■ Prompt
Every record must be repeated exactly, with no omission.

↓

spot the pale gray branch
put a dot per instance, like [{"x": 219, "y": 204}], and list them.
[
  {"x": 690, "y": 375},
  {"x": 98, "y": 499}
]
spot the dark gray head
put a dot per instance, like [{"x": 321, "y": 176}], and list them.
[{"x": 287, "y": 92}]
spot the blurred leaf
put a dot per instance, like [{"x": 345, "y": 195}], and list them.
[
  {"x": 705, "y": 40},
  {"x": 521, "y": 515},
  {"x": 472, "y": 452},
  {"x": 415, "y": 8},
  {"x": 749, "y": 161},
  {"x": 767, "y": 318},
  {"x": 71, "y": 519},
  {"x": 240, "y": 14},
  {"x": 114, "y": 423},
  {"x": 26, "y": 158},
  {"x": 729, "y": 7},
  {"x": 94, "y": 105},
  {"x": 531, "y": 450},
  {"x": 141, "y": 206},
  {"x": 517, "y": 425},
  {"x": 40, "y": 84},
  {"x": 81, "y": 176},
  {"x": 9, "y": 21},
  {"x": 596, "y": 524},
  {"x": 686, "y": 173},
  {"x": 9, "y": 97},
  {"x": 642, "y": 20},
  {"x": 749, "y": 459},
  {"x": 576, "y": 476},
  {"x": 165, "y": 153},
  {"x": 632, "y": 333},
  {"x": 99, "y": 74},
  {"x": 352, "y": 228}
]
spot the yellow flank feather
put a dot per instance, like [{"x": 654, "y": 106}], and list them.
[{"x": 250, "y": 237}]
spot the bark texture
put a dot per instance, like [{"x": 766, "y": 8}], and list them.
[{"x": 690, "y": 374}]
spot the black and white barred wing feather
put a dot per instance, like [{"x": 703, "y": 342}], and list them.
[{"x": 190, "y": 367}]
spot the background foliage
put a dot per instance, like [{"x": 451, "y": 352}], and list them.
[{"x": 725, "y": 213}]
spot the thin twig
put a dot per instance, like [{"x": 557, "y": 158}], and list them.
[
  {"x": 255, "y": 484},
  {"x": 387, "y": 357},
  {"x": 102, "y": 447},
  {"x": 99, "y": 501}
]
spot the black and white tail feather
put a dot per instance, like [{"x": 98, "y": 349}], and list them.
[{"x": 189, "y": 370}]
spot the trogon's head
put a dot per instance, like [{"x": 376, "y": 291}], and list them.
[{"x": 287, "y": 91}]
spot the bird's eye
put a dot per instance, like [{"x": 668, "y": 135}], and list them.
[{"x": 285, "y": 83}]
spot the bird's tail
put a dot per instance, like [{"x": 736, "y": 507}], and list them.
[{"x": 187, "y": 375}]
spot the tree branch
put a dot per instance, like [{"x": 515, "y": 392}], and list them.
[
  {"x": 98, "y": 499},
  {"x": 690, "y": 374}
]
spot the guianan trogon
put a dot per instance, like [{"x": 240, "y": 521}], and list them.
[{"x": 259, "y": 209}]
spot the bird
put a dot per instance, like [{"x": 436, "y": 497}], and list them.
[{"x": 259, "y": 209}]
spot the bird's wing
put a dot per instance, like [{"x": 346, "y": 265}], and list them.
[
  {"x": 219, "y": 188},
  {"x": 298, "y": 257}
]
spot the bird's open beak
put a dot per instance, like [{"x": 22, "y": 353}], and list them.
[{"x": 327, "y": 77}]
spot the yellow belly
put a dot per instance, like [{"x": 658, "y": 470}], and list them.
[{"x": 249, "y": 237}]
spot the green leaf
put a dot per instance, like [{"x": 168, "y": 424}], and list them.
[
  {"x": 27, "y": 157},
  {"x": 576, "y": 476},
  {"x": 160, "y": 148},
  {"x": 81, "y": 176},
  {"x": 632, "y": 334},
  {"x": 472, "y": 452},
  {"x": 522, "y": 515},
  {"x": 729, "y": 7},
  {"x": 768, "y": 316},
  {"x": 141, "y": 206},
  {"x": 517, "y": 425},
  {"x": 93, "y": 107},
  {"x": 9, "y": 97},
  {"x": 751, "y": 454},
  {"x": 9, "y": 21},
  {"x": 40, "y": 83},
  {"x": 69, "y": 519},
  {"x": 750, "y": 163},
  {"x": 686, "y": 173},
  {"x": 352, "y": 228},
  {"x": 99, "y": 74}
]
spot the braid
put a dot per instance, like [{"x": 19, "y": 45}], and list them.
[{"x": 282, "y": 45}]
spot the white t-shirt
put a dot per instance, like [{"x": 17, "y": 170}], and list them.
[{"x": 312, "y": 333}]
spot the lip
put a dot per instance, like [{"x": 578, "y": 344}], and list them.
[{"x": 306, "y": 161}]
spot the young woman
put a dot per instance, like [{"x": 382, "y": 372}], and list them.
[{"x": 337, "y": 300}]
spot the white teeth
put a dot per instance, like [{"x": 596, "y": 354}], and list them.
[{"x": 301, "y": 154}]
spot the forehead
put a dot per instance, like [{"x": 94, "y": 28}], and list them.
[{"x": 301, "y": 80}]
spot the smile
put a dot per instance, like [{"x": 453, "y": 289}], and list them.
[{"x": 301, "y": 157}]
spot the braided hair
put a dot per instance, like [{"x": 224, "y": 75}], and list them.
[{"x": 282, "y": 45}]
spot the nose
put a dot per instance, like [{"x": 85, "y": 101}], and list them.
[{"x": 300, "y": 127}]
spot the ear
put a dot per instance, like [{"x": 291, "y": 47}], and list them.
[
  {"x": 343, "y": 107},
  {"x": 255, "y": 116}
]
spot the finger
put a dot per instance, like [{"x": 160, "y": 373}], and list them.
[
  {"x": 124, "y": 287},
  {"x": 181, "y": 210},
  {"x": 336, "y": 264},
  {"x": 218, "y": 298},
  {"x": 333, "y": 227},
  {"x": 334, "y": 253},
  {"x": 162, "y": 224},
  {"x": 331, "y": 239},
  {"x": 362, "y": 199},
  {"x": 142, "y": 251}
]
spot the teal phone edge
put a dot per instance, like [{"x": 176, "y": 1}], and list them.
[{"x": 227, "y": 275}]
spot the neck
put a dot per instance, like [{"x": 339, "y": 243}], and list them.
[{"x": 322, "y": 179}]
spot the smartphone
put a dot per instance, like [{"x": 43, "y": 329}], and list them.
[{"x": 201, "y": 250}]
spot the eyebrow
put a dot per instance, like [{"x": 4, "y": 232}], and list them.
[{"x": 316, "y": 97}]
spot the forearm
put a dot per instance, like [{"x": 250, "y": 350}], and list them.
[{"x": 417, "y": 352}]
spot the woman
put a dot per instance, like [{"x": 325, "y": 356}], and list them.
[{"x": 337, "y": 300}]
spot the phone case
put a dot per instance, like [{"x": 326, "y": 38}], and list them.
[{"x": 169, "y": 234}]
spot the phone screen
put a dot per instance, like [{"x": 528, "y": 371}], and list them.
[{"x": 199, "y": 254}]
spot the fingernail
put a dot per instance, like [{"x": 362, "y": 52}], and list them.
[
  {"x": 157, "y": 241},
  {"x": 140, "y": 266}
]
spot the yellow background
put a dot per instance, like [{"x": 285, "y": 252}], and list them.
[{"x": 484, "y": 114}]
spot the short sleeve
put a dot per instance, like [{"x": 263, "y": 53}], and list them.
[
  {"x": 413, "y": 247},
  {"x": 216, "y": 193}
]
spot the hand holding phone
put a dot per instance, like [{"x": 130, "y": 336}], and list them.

↑

■ Correct answer
spot the pale gray branch
put a dot per instance, like [{"x": 219, "y": 204}], and list them.
[
  {"x": 690, "y": 375},
  {"x": 98, "y": 499}
]
spot the dark gray head
put a dot per instance, like [{"x": 321, "y": 176}], and list them.
[{"x": 287, "y": 92}]
spot the blurred leaf
put a dot per instance, like [{"x": 345, "y": 195}], and list them.
[
  {"x": 705, "y": 40},
  {"x": 521, "y": 515},
  {"x": 472, "y": 452},
  {"x": 415, "y": 8},
  {"x": 749, "y": 161},
  {"x": 767, "y": 318},
  {"x": 71, "y": 519},
  {"x": 240, "y": 14},
  {"x": 114, "y": 423},
  {"x": 26, "y": 158},
  {"x": 729, "y": 7},
  {"x": 94, "y": 105},
  {"x": 531, "y": 450},
  {"x": 141, "y": 206},
  {"x": 517, "y": 425},
  {"x": 40, "y": 84},
  {"x": 81, "y": 176},
  {"x": 9, "y": 21},
  {"x": 596, "y": 524},
  {"x": 686, "y": 173},
  {"x": 9, "y": 97},
  {"x": 642, "y": 20},
  {"x": 749, "y": 459},
  {"x": 576, "y": 476},
  {"x": 165, "y": 153},
  {"x": 632, "y": 333},
  {"x": 99, "y": 74},
  {"x": 352, "y": 228}
]
spot the yellow flank feather
put a dot per instance, like [{"x": 654, "y": 106}], and list them.
[{"x": 250, "y": 237}]
spot the bark texture
put a dot per instance, like [{"x": 766, "y": 8}], and list them.
[{"x": 690, "y": 374}]
spot the black and white barred wing feather
put a dot per instance, like [{"x": 703, "y": 342}], and list them.
[{"x": 190, "y": 367}]
spot the background foliage
put a dot per instance, like [{"x": 451, "y": 352}], and list them.
[{"x": 725, "y": 213}]
spot the thin twig
put a dot per instance, like [{"x": 557, "y": 158}], and list them.
[
  {"x": 255, "y": 484},
  {"x": 387, "y": 357},
  {"x": 102, "y": 447},
  {"x": 99, "y": 501}
]
spot the black and white tail feather
put a dot per instance, like [{"x": 98, "y": 349}], and list them.
[{"x": 189, "y": 370}]
spot the trogon's head
put a dot per instance, like [{"x": 376, "y": 291}], and list them.
[{"x": 287, "y": 91}]
spot the bird's eye
put a dot per instance, like [{"x": 668, "y": 135}], and list them.
[{"x": 285, "y": 83}]
spot the bird's tail
put a dot per instance, like [{"x": 736, "y": 507}], and list them.
[{"x": 187, "y": 375}]
spot the tree branch
put a dot per instance, like [{"x": 515, "y": 392}], and list them.
[
  {"x": 98, "y": 499},
  {"x": 690, "y": 374}
]
spot the guianan trogon
put a dot per instance, like [{"x": 240, "y": 521}], and list them.
[{"x": 259, "y": 209}]
spot the bird
put a dot per instance, like [{"x": 436, "y": 497}], and list them.
[{"x": 259, "y": 209}]
spot the bird's wing
put a dot per instance, like [{"x": 346, "y": 265}], and list them.
[
  {"x": 219, "y": 188},
  {"x": 298, "y": 257}
]
spot the bird's open beak
put a dot per instance, like [{"x": 22, "y": 353}], and list them.
[{"x": 327, "y": 77}]
spot the yellow belly
put a dot per instance, like [{"x": 658, "y": 470}], and list them.
[{"x": 249, "y": 237}]
spot the green leaf
put a dot per instance, like [{"x": 168, "y": 424}], and list them.
[
  {"x": 27, "y": 157},
  {"x": 576, "y": 476},
  {"x": 160, "y": 148},
  {"x": 81, "y": 176},
  {"x": 632, "y": 334},
  {"x": 472, "y": 452},
  {"x": 522, "y": 515},
  {"x": 729, "y": 7},
  {"x": 768, "y": 316},
  {"x": 141, "y": 206},
  {"x": 517, "y": 425},
  {"x": 93, "y": 107},
  {"x": 9, "y": 97},
  {"x": 751, "y": 454},
  {"x": 9, "y": 21},
  {"x": 40, "y": 83},
  {"x": 69, "y": 519},
  {"x": 750, "y": 163},
  {"x": 686, "y": 173},
  {"x": 352, "y": 228},
  {"x": 99, "y": 74}
]
spot the braid
put a dot per instance, like [{"x": 19, "y": 45}], and list them.
[{"x": 282, "y": 45}]
spot the white t-shirt
put a dot per instance, like [{"x": 17, "y": 170}], and list them.
[{"x": 312, "y": 333}]
spot the lip
put a dot per instance, like [{"x": 578, "y": 344}], and list them.
[{"x": 306, "y": 161}]
spot the young woman
put a dot per instance, like [{"x": 382, "y": 372}], and list them.
[{"x": 337, "y": 300}]
spot the white teeth
put a dot per instance, like [{"x": 596, "y": 354}], and list them.
[{"x": 301, "y": 154}]
spot the forehead
put a dot per instance, like [{"x": 94, "y": 28}], and list them.
[{"x": 301, "y": 80}]
spot the smile
put a dot per instance, like [{"x": 453, "y": 289}], and list them.
[{"x": 301, "y": 157}]
spot the braided hair
put a dot per instance, like [{"x": 224, "y": 75}], and list them.
[{"x": 282, "y": 45}]
spot the nose
put a dot per instance, like [{"x": 85, "y": 101}], and list them.
[{"x": 300, "y": 127}]
spot the ear
put a dot per instance, like [{"x": 291, "y": 47}], and list them.
[
  {"x": 343, "y": 107},
  {"x": 255, "y": 116}
]
spot the finger
put a dot per instance, like [{"x": 160, "y": 373}], and list them.
[
  {"x": 124, "y": 287},
  {"x": 181, "y": 210},
  {"x": 336, "y": 264},
  {"x": 218, "y": 298},
  {"x": 333, "y": 227},
  {"x": 334, "y": 253},
  {"x": 162, "y": 224},
  {"x": 331, "y": 239},
  {"x": 362, "y": 199},
  {"x": 142, "y": 251}
]
spot the teal phone edge
put a dot per instance, like [{"x": 176, "y": 1}], and list them.
[{"x": 227, "y": 275}]
spot the neck
put a dot per instance, like [{"x": 339, "y": 243}], and list them.
[{"x": 322, "y": 179}]
spot the smartphone
put a dot per instance, like [{"x": 43, "y": 329}], and list them.
[{"x": 201, "y": 250}]
spot the eyebrow
put a dot per instance, like [{"x": 4, "y": 232}], and list them.
[{"x": 316, "y": 97}]
spot the forearm
put a dot per instance, like [{"x": 250, "y": 350}], and list them.
[{"x": 417, "y": 352}]
spot the woman
put a dot per instance, like [{"x": 325, "y": 356}], and list them.
[{"x": 337, "y": 300}]
spot the phone case
put a dot per instance, like [{"x": 326, "y": 38}], and list them.
[{"x": 169, "y": 234}]
spot the phone screen
put a dot per instance, like [{"x": 528, "y": 371}], and list them.
[{"x": 199, "y": 254}]
spot the fingernail
put a dot per instance, like [{"x": 362, "y": 52}], and list them.
[
  {"x": 157, "y": 241},
  {"x": 140, "y": 266}
]
spot the yellow background
put a dot per instance, like [{"x": 285, "y": 252}], and list them.
[{"x": 484, "y": 114}]
spot the short sleeve
put a dot per instance, like [{"x": 263, "y": 53}], and list them.
[
  {"x": 413, "y": 247},
  {"x": 216, "y": 193}
]
spot the hand holding phone
put a dot per instance, like [{"x": 130, "y": 336}], and list them.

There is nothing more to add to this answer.